--- START OF Source extract ---

CHICKEN, APPLE AND PECAN SALAD IN A JAR

Recipe and photo from Damn Delicious

Ingredients:

2 cups chopped kale leaves

½ cup dried cranberries

2 Granny Smith apples, chopped

½ cup pecans, chopped

1 cup grapes

Chicken Salad Ingredients:

2 boneless, skinless thin-sliced chicken breasts

Salt and pepper

⅓ cup plain Greek yogurt

¼ cup diced red onion

2 stalks celery, diced

2 tbsp. Mayonnaise (optional)

2 tbsp. sliced almonds

1 tbsp. lemon juice to taste

Instructions:

  1. Season chicken breasts with salt and pepper, to taste, then cook in skillet, flipping once, for about 3-4 minutes per side. Let cool before dicing into bite-size pieces.
  2. Combine chicken, Greek yogurt, red onion, celery, mayonnaise, almonds and lemon juice in a bowl and season with salt and pepper.
  3. Layer chicken salad, kale, cranberries, apples, pecans and grapes into four jars.

--- END OF Source extract ---

# Short problem 1
In one to three sentences, explain how the chicken salad recipe has the chicken cooked and readied before it is mixed with the other ingredients.
# Short problem 2
Update the chicken salad recipe by writing out the part starting with "2 stalks celery, diced" and going on through "salt and pepper." again, with "celery" replaced by "cucumber".
# Short problem 3
Take the chicken, apple and pecan salad recipe further by continuing it from the point where it stops.
The material that comes next is not needed.

--- START OF Information supplied ---

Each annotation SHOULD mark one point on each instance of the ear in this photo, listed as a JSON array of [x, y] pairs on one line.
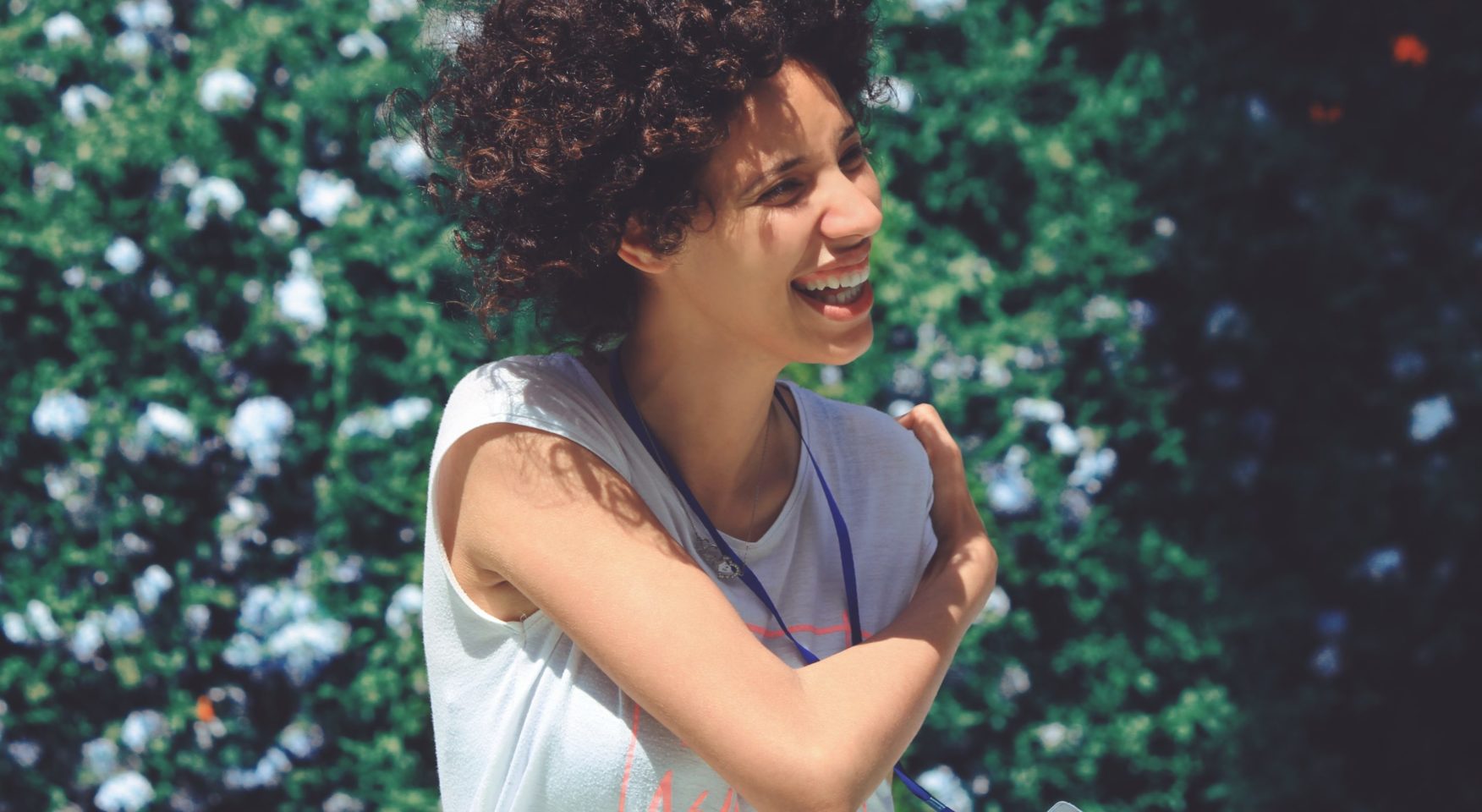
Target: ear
[[636, 250]]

--- END OF Information supplied ---

# Task output 1
The chicken breasts are seasoned with salt and pepper and cooked in a skillet for about 3-4 minutes per side, flipped once. They are then left to cool before being diced into bite-size pieces.

# Task output 2
2 stalks cucumber, diced

2 tbsp. Mayonnaise (optional)

2 tbsp. sliced almonds

1 tbsp. lemon juice to taste

Instructions:

  1. Season chicken breasts with salt and pepper, to taste, then cook in skillet, flipping once, for about 3-4 minutes per side. Let cool before dicing into bite-size pieces.
  2. Combine chicken, Greek yogurt, red onion, cucumber, mayonnaise, almonds and lemon juice in a bowl and season with salt and pepper.

# Task output 3
MIXED BERRY SMOOTHIE BOWL

Recipe and photo from What’s Gaby Cooking

Ingredients:

1 cup unsweetened almond milk

½ cup frozen strawberries

½ cup frozen raspberries

½ cup frozen blueberries

1 banana

granola

coconut

blueberries

strawberries

mango

Instructions:

  1. Blend almond milk, frozen strawberries, frozen raspberries frozen blueberries and banana for 2 minutes on high until smooth and thick.
  2. Pour the mixture into bowl and top with granola, coconut, blueberries, strawberries and mango.

MEDITERRANEAN QUINOA SALAD

Recipe and photo from Cooktoria

Ingredients:

¼ cup uncooked quinoa

½ cup black olives, sliced

½ cup roasted peppers, sliced

½ cup fresh or canned corn kernels

¼ cup red onion, diced

¼ cup cilantro, chopped

⅓ cup feta cheese crumbles

Dressing:

1 tbsp. olive oil

1 tsp. red wine vinegar

½ tsp. dried oregano

salt and pepper

Instructions:

  1. Boil quinoa in slightly salted water for 15-20 minutes, until cooked through. Let cool on plate.
  2. Whisk ingredients for dressing together.
  3. Mix salad ingredients, quinoa and dressing together in a bowl.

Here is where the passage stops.